+++ DATA EXTRACT +++

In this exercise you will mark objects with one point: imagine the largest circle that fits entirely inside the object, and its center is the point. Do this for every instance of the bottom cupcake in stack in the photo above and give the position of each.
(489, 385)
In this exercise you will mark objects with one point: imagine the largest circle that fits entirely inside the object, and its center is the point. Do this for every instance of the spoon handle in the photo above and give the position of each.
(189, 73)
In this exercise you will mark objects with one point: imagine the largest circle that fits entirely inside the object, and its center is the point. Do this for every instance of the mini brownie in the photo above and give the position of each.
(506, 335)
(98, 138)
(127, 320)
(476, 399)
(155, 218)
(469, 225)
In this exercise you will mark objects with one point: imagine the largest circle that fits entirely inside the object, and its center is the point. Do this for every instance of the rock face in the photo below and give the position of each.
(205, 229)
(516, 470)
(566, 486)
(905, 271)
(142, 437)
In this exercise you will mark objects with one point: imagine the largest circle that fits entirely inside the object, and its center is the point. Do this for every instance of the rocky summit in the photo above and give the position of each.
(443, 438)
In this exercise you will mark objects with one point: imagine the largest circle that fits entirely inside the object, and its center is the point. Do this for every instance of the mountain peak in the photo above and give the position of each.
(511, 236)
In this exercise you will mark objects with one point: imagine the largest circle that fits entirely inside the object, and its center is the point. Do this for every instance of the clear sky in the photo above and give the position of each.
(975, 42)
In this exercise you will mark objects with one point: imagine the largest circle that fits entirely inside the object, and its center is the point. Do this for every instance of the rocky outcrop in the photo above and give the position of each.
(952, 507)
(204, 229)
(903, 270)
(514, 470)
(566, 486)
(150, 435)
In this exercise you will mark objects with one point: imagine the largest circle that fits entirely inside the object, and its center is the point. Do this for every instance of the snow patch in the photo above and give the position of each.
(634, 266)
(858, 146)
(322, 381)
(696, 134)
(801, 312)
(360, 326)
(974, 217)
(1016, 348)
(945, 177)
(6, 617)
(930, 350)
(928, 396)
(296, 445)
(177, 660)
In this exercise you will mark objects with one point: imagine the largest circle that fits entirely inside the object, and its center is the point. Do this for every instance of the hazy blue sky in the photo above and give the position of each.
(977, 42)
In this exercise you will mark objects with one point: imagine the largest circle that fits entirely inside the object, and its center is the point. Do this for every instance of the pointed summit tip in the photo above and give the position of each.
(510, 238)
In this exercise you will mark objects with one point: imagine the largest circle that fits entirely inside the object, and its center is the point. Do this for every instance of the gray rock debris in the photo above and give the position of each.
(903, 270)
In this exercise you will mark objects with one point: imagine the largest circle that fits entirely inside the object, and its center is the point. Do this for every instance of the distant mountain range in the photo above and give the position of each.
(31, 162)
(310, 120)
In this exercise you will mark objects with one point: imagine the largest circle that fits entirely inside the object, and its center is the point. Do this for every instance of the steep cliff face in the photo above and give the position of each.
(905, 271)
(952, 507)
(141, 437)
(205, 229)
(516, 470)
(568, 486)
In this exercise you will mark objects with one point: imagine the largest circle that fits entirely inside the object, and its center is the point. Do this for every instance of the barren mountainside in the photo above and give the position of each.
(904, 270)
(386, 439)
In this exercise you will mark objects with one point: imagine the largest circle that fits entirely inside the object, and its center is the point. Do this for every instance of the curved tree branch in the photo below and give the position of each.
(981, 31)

+++

§ GIVEN EXERCISE
Copy out every one of the records above word for word, each on its own line and in the same order.

§ FULL RESPONSE
In this exercise you will mark objects with one point: imagine the largest circle that fits entirely inside the object, and its center is the point. Do this for every instance of the bottom cupcake in stack in the photo above and give the position of each.
(489, 385)
In this exercise you will mark objects with one point: imagine the largest circle that fits entirely inside the object, and its center is the point. Do this for every instance of the spoon handle in the photo above and give the position of each.
(189, 73)
In this exercise you will mark objects with one point: imagine the largest circle that fits entirely inside the object, and its center is the point. Do this for every instance of the mini brownie in the photo above and give the position of each.
(506, 335)
(98, 138)
(127, 320)
(476, 399)
(155, 218)
(469, 225)
In this exercise you will mark objects with one point: imagine the largest circle that fits entirely inside the object, and its center is the point. Do this for every instance of the rock face in the photo below and give the position of each.
(205, 229)
(516, 470)
(566, 486)
(905, 271)
(142, 437)
In this exercise you will mark objects with one point: imagine the largest circle that fits entirely inside the object, and its center is the point. Do this for every instance of the rocky summit in the photo above and give the position of each.
(443, 438)
In this exercise you will mark objects with one point: imagine the largest circle that fits entirely inside the object, and its center is the point. Do this for every instance of the mountain peak in the photo above and give the position of each.
(511, 236)
In this exercise you will mark objects with one point: imagine the largest circle that fits entirely inside the object, and its center is the point. Do this for every instance of the clear sky in the photo above and give the position of each.
(975, 42)
In this exercise you will mark objects with one point: imagine the largest circle that fits entirely inside the object, and its center is the point. Do this for every instance of the rocky outcrop in the photo above and give the position of each.
(952, 507)
(204, 229)
(903, 270)
(514, 470)
(566, 486)
(150, 435)
In this exercise you will mark objects with one point: imagine the largest circle that fits entirely inside the object, and its center is the point. Do this for every instance of the snow patch in the photo above and give the position of each.
(634, 266)
(858, 146)
(322, 381)
(696, 134)
(801, 312)
(360, 326)
(974, 217)
(1016, 348)
(945, 177)
(6, 617)
(930, 350)
(928, 396)
(296, 445)
(177, 660)
In this exercise you will mark objects with one point: imagine the largest circle that fits entirely inside the object, and its center is the point. Do this for every instance of the hazy blue sky in the photo above and give the position of each.
(977, 42)
In this exercise you will mark objects with one point: imagine the largest circle that fits entirely inside the object, and its center is the point. Do this for every instance of the pointed summit tip in the photo above and give the position of each.
(510, 238)
In this exercise you will mark objects with one point: imagine the largest circle that fits entirely inside the object, and its center is the point. Do this for every instance of the gray rock debris in the photo above and give the position of each.
(903, 270)
In this exercise you will mark objects with one point: imagine the largest circle that fits entirely inside the object, and its center is the point. Do this for every instance of the distant mountain range in the photo above and give the position of each.
(31, 162)
(310, 120)
In this exercise you will mark objects with one point: imagine the largest circle that fits entirely inside the object, and its center is the point. Do this for every instance of the steep cliff face in the photo above and give the position of each.
(905, 271)
(952, 507)
(141, 437)
(205, 229)
(516, 470)
(568, 486)
In this exercise you will mark objects with one point: imagine the largest circle that fits entirely inside the object, and its center is the point. Do this for every instance of the barren mountainside in the photo above and give the position of each.
(904, 270)
(386, 439)
In this exercise you will mark objects with one point: imagine the largest circle that fits entirely inside the object, and its center is the point. Do this for every instance of the curved tree branch in the photo below and give the position of each.
(981, 31)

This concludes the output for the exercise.